Start of Task material

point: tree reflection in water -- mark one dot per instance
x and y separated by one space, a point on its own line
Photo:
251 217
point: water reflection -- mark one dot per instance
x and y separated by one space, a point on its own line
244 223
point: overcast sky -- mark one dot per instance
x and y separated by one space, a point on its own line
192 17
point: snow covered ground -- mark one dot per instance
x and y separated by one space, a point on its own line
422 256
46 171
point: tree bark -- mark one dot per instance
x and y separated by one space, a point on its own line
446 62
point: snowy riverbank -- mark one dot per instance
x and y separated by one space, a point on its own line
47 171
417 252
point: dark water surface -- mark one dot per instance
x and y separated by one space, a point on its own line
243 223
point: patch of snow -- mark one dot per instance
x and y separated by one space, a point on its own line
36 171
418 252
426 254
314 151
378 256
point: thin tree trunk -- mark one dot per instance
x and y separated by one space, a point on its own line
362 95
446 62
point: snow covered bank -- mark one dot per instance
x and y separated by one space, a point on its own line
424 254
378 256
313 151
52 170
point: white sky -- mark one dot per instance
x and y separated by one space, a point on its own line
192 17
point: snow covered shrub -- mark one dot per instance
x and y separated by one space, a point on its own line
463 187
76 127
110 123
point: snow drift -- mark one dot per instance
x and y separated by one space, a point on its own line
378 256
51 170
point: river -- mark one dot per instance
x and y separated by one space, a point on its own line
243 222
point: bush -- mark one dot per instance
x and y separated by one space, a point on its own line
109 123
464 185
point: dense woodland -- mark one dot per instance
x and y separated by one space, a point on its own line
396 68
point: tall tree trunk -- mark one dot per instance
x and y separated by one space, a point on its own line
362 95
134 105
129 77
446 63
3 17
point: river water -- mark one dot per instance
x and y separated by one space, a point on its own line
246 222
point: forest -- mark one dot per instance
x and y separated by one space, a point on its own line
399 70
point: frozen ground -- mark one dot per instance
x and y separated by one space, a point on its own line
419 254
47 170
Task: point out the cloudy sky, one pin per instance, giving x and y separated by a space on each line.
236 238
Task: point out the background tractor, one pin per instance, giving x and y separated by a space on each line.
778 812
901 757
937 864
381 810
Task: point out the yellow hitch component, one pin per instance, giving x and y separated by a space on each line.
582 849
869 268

End of Task material

#### Requirements
Your task is to repeat the data exactly; please include every line.

#### Solution to this task
point: tree reflection in water -- mark one dot per instance
x and y separated by one space, a point on its own line
Photo:
251 217
point: water reflection -- mark one dot per instance
x and y separated by one space, a point on its own line
244 223
point: overcast sky -- mark one dot per instance
x and y separated by one space, a point on its own line
192 17
point: snow covered ground -- mark one dot per instance
x and y separated by one space, a point on its own line
422 256
46 171
point: tree bark -- mark one dot per instance
x and y separated by one space, a point on its own line
446 62
point: snowy riverbank -- mark one dot per instance
x and y separated by one space, a point on its own line
47 171
417 252
point: dark water surface -- mark one dot per instance
x and y separated by one space, a point on its own line
243 223
point: patch of snow -- mark one dot per instance
x and y separated by one space, a point on its own line
36 171
418 252
426 254
314 151
378 256
point: thin tree trunk -- mark one dot per instance
x and y separated by one space, a point on its own line
362 95
446 62
point: snow covered bank -- mark one dot per instance
x and y separated by one space, a point on its own line
424 254
378 256
313 151
52 170
point: white sky -- mark one dot per instance
x and y separated by one space, a point on its own line
192 17
point: snow covered shrub -- mark one dot per instance
x and y separated by one space, a point on its own line
463 187
76 127
110 123
point: snow drift -- mark one dot per instance
x and y separated by one space, a point on its own line
378 256
51 170
point: river -- mark one dot per instance
x and y separated by one space, a point on its own line
243 222
point: bush -- mark one dot per instance
x and y separated by one space, a point on its own line
109 123
464 185
point: dense woodland -- mark one dot per instance
x and y separated by one space, a point on its own line
396 68
point: tall tree trunk -- mark one dot per instance
x and y separated by one space, a point on its own line
362 95
134 105
129 77
446 63
3 17
point: river water -- mark one dot per instance
x and y separated by one space, a point on its own line
246 222
point: forest -- mark one dot per instance
x and y separated by one space, a point on its own line
399 70
point: frozen ground -- mark one dot per instance
x and y separated by one space, a point on its own line
419 254
47 170
Task: point out the cloudy sky, one pin per instance, giving x and y separated by a space on each line.
236 238
Task: point out the background tractor, one pin per instance, giving x and y separated by a space on each line.
778 812
901 757
937 864
381 810
Task: point out the yellow hitch component, one pin per instance, giving x and y separated by a space on each line.
582 849
869 268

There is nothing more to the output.